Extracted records
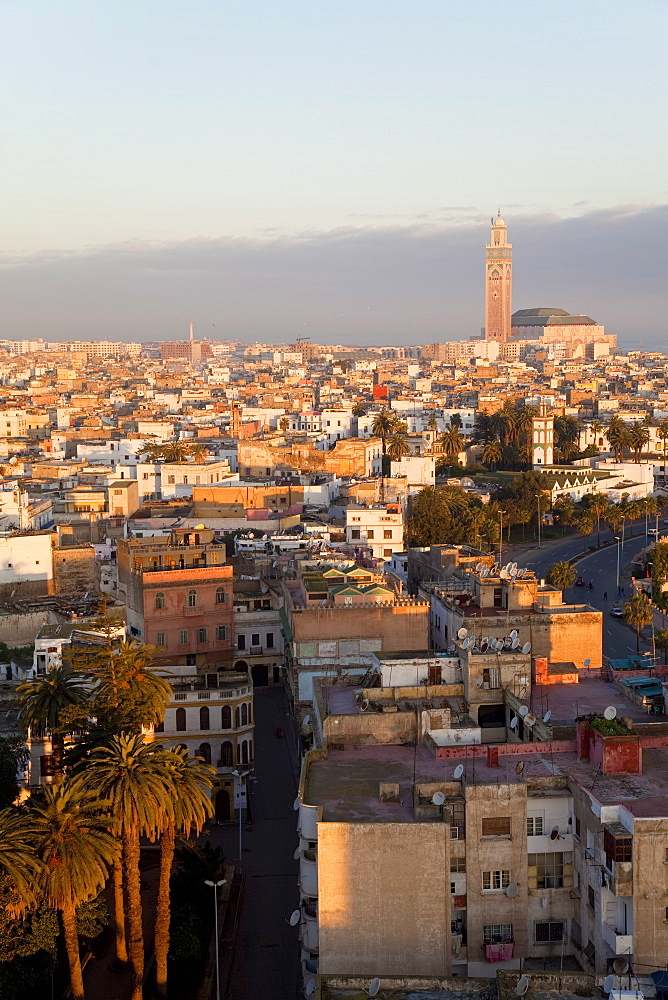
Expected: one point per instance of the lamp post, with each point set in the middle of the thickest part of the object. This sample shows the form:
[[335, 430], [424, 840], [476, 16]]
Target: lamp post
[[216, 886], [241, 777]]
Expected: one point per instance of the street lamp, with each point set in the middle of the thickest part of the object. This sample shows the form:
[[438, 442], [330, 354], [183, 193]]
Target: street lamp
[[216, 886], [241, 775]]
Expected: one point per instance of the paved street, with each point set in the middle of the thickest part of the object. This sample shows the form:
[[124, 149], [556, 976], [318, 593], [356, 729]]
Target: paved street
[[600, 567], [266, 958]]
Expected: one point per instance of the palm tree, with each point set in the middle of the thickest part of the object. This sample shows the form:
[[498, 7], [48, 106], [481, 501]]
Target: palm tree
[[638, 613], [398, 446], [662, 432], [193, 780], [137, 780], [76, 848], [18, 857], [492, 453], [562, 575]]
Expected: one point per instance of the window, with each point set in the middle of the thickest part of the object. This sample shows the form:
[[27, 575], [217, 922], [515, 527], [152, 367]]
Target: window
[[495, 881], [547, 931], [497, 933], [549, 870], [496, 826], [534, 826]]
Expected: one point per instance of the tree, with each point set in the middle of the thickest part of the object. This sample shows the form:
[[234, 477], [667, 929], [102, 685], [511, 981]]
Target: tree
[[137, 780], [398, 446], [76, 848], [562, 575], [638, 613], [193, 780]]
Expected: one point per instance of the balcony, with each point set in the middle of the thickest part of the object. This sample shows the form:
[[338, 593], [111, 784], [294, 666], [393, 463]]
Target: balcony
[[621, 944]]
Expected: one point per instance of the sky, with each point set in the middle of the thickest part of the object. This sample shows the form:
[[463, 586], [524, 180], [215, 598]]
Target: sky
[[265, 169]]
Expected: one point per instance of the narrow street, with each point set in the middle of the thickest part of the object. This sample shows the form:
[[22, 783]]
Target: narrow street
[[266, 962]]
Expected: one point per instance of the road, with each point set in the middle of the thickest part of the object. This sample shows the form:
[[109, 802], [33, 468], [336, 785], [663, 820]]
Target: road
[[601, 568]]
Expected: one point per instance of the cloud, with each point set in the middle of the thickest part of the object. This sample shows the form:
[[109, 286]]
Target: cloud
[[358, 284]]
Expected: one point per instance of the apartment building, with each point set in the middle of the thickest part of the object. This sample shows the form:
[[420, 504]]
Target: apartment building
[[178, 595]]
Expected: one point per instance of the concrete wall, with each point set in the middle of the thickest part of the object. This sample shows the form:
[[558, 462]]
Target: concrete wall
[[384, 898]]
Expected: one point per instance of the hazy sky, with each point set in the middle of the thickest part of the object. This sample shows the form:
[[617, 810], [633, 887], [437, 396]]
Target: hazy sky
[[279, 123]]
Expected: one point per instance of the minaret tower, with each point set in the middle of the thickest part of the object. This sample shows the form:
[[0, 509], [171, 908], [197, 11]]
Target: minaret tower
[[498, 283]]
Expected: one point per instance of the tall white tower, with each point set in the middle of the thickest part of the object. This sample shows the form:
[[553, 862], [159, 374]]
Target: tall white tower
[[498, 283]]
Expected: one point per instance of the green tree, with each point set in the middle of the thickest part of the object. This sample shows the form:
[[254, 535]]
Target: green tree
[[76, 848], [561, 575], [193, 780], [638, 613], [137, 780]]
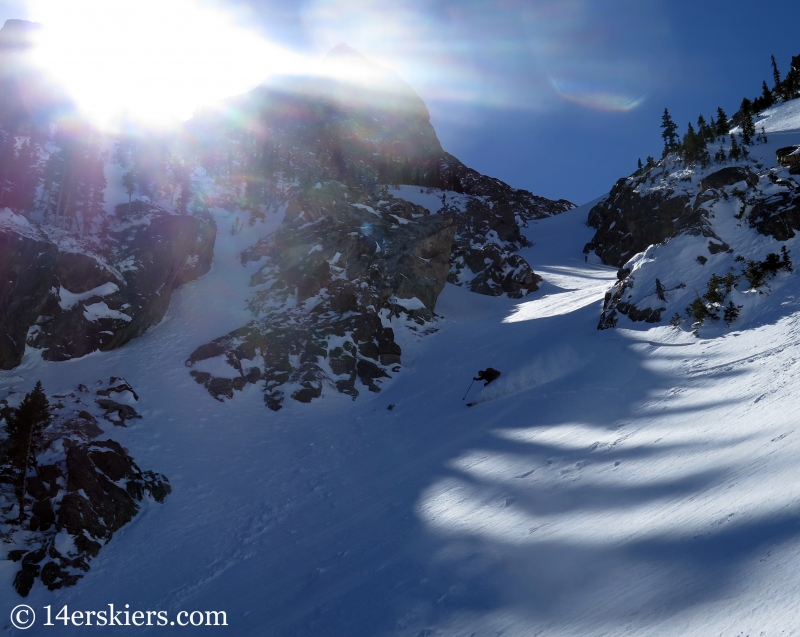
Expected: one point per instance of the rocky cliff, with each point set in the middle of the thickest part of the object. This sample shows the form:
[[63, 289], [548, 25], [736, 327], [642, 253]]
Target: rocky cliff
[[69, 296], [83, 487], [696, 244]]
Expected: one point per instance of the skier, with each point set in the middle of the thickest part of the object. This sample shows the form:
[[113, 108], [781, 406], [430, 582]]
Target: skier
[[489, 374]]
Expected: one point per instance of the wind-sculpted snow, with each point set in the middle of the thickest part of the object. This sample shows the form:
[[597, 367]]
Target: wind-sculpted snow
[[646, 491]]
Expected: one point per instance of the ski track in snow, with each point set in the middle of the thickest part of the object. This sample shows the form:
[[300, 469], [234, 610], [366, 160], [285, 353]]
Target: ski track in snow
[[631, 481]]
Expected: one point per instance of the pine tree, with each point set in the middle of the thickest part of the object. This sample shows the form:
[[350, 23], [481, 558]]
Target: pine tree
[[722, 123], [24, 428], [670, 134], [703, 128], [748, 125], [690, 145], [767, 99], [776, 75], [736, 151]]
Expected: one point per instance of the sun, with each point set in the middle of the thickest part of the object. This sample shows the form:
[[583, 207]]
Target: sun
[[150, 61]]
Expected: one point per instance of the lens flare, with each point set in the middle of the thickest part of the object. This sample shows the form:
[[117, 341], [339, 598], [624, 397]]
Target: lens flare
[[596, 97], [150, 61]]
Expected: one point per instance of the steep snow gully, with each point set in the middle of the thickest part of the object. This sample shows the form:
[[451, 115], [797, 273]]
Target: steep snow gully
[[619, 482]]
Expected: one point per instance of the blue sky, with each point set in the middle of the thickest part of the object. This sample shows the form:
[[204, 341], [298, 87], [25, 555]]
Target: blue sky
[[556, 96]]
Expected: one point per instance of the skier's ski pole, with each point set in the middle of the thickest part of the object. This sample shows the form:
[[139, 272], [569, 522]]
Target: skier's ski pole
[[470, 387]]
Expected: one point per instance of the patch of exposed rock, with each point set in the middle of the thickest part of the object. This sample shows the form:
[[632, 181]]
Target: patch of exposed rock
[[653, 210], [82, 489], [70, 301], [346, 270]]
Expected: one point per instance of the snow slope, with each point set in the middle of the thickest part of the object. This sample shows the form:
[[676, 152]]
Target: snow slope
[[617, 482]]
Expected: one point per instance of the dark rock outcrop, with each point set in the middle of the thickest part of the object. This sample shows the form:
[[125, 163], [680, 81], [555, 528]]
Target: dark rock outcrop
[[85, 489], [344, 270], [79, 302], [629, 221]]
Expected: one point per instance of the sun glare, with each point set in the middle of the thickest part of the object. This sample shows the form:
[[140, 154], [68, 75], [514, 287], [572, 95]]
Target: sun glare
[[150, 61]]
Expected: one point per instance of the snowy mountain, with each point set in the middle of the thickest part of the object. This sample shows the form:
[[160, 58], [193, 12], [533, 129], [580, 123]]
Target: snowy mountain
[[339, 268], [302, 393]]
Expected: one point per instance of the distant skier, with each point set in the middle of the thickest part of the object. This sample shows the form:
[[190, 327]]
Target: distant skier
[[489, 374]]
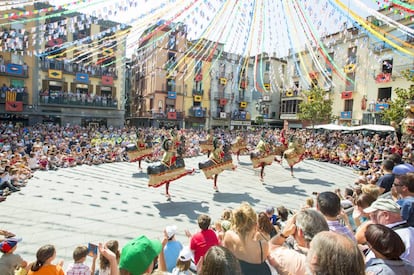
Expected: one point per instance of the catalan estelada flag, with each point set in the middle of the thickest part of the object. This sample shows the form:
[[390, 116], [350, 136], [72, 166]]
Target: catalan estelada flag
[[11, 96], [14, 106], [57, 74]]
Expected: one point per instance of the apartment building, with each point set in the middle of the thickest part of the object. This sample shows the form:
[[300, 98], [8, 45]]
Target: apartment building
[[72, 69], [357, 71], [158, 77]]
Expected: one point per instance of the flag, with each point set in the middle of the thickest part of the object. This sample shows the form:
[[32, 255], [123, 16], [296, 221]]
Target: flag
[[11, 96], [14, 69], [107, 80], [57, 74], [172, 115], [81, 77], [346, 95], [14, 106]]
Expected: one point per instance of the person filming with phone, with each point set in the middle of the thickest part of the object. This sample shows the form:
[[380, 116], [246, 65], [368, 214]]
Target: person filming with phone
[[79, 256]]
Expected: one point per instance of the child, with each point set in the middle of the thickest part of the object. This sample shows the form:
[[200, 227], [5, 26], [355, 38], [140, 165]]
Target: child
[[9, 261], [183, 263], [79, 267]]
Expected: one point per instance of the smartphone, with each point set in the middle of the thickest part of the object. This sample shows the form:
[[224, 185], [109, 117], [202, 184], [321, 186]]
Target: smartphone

- Request:
Copy all of the lines above word for word, leaving out the pictures.

- Answer below:
Expected: one point per instance of the lamp post, with each point set in the middle of the thickest part of the object. This sample shows the form:
[[335, 430], [424, 840], [476, 16]]
Target: lamp post
[[216, 886], [241, 777]]
Expected: one point per instance of the street lamp, with each point set in the middle of the thickest part of the object. This sample shows the form:
[[438, 442], [330, 354], [183, 193]]
Target: street lamp
[[216, 886], [241, 775]]
Expected: one point per instance of the paved street, with each point set in the middle of the thickest part of the object. This sample shows the form:
[[124, 149], [556, 976], [318, 593], [356, 729]]
Target: paved street
[[600, 567], [266, 958]]
Expected: one point per instance of the palm tree, with each point set in the middle of the thickest part of the object. This sample shows the form:
[[498, 7], [48, 106], [481, 501]]
Target: palm tree
[[638, 613], [398, 446], [662, 432], [193, 780], [137, 780], [76, 848], [18, 857], [492, 453], [562, 575]]
Expected: one point per instance of the window, with each point set in the middle of the thickest part of the object. This sample shows the form:
[[27, 575], [217, 922], [515, 527], [152, 367]]
Target: window
[[495, 881], [547, 931], [497, 933], [549, 870], [496, 826], [534, 826]]
Expected: one point per instance of the tree, with each point set in the middle of the thickest part of the object. This sample shows the form:
[[234, 477], [667, 929], [102, 685], [511, 981]]
Target: tree
[[137, 780], [398, 446], [76, 848], [562, 575], [638, 613], [193, 780]]
Expected: one point per instance of the balcony, with each point set in the middle of the thickest part of the object. This sample shows the form:
[[338, 593], [111, 784], [294, 666], [393, 463]]
Target: balcony
[[621, 944]]
Expected: one point per instance of the sky, with each point set in the middle of the thickest part of the object. This sample shows the form:
[[463, 586], [524, 180], [215, 598]]
Target: sky
[[265, 169]]
Expected: one point per instance of the narrow street, with each point set in the middle of the thickest part of the object. This sample shows the form:
[[22, 783]]
Target: narrow street
[[266, 962]]
Expected: one point per instance of the road, with each point set in the middle of the thickest part of the object. This sample shows the form:
[[109, 802], [33, 468], [336, 785], [663, 820]]
Target: road
[[601, 568]]
Expected: one point per instance of the cloud, with each point set in the middle of the thickest part of the object. This sample shows the form:
[[109, 286]]
Target: cloud
[[358, 284]]
Expected: one point per instance of the apartment building, with each point set in the middle of the thickest part of the object. This sample shows the form:
[[420, 504]]
Target: apartment building
[[178, 595]]
Expected: one point per instance of the concrete wall, with each point set in the middle of the thickest part of the object. This sample shows the form:
[[558, 462]]
Target: concrete wall
[[384, 898]]
Expected: one point per instance of the hazy sky, with each point set in the middle of the thickest part of the object. This sample shows the form:
[[617, 810], [633, 887], [437, 396]]
Target: hazy sky
[[279, 123]]
Expected: one point per instance of the minaret tower, with each point set in the middle of the thickest part of the object. This sample shows the form:
[[0, 509], [171, 908], [197, 11]]
Target: minaret tower
[[498, 283]]
Expected: one point per instance of the tall white tower, with each point set in the middle of the thickest part of the object. This sample shows the form:
[[553, 862], [159, 374]]
Target: tall white tower
[[498, 283]]
Expected: one point per instance of the green tree, with each point set in the middle of the thickest part of the object. This sample shows the form:
[[254, 535]]
Target: green tree
[[76, 848], [561, 575], [193, 780], [638, 613], [137, 780]]
Expected: one point per instance of the rocky cliff, with each point set in the middle of the thickest part of the object. This sample shows the form:
[[63, 289], [548, 25], [736, 327], [642, 253]]
Target: rocky cliff
[[69, 296], [83, 487], [696, 244]]
Expected: one point per instance of the skier, with each point set in the middle of the thickest part of the object. This sample shows the form:
[[113, 108], [781, 406], [430, 582]]
Target: skier
[[489, 374]]
Expected: one point per instance of the wind-sculpted snow, with each point set in the middle of the thickest part of the object. This sample shows the form:
[[597, 367]]
Target: wind-sculpted snow
[[646, 491]]
Expected: one point per instance of the ski track in snow, with each point set in the middle of the thickest part of the object. This sample shows the form:
[[300, 469], [234, 610], [366, 160], [285, 353]]
Target: ski track in snow
[[631, 481]]
Expected: one point per instance of the pine tree, with each point set in the middle of the thickest part of the object. This sample shows the form:
[[350, 23], [481, 558]]
Target: pine tree
[[722, 123], [24, 428], [670, 134], [703, 128], [748, 125], [690, 145], [767, 99], [776, 75], [736, 151]]
Expected: one point per instance of the sun, with each point set in the middle of the thickest part of the object. This sample shows the form:
[[583, 207]]
Target: sun
[[150, 61]]
Expected: one point per instance of the lens flare, with each point set in the middle of the thickest part of the object. This sample shows the form:
[[117, 341], [339, 598], [624, 397]]
Target: lens flare
[[596, 97], [150, 61]]
Expected: one point per instance of the steep snow gully, with each point set in the middle of the thickest part of the object. This sample shows the form:
[[451, 115], [797, 273]]
Target: steep snow gully
[[619, 482]]
Expected: one point per instance of the blue sky, with each point set in the middle of the thickest part of the object. This sample shows the form:
[[204, 341], [298, 87], [25, 555]]
Target: blue sky
[[556, 96]]
Expected: one point per instance of the skier's ski pole, with each point set in the middle of the thickest part of the object. This sample shows the form:
[[139, 272], [569, 522]]
Target: skier's ski pole
[[470, 387]]
Expected: one point per instance of the patch of exposed rock, with each point set in the middle of the thickest part of the object. This sample shows the form:
[[632, 181]]
Target: patch of exposed rock
[[653, 210], [82, 489], [70, 301], [346, 270]]
Expected: one point per instance of the snow slope, with each point set in the middle of the thickest part of the object. This sample shows the form:
[[676, 152]]
Target: snow slope
[[617, 482]]
Expected: one point per instance of the dark rock outcrop, with each point set in the middle of the thickest part of the object. This sample shows the form:
[[125, 163], [680, 81], [555, 528]]
Target: dark rock outcrop
[[85, 489], [344, 270], [79, 302], [629, 221]]
Expected: one point per instance of the sun glare, with each point set in the middle of the thickest part of the object. This sample shows the form:
[[140, 154], [68, 75], [514, 287], [572, 95]]
Target: sun glare
[[150, 61]]
Expected: one point per instance of the snowy mountain, with each point set in the middle of the thickest part of the object. This sample shows the form:
[[160, 58], [193, 12], [533, 129], [580, 123]]
Target: snowy mountain
[[339, 268], [302, 393]]
Expected: one point per instance of the distant skier, with each point set in the middle of the thickest part of the object. This sample shows the form:
[[190, 327]]
Target: distant skier
[[489, 374]]
Expected: one point per instance of the catalan estelada flag, with each point set in the middle of the thickest part of the object. This sample shows the form:
[[390, 116], [350, 136], [72, 166]]
Target: catalan estelada flag
[[11, 96], [14, 106], [57, 74]]
Expected: one point per instance of the apartment building, with each point set in the middle of the thickest part of the object. This sample shows the form:
[[300, 98], [8, 45]]
Target: apartment building
[[72, 69], [357, 71], [158, 77]]
Expected: one point per instance of the flag, with each point set in the middle of the thickest part of the object. This sample shows the form:
[[32, 255], [123, 16], [296, 221]]
Target: flag
[[11, 96], [14, 69], [107, 80], [57, 74], [172, 115], [81, 77], [346, 95], [14, 106]]
Expected: one point per instance of the person filming with phone, with each point set in the middle of the thickest part of the object. This sample shows the form:
[[380, 116], [246, 65], [368, 214]]
Target: person filming with phone
[[79, 256]]
Expected: one point per instance of the child, with each point set in the middle of the thickest part of the object. This sample shows the form:
[[200, 227], [5, 26], [355, 38], [140, 165]]
Target: child
[[9, 261], [183, 263], [79, 267]]
Expected: one point per instance of the smartphone, with each point set in the middle of the thickest part of the object. This sample shows the form:
[[224, 185], [109, 117], [202, 184], [321, 186]]
Target: smartphone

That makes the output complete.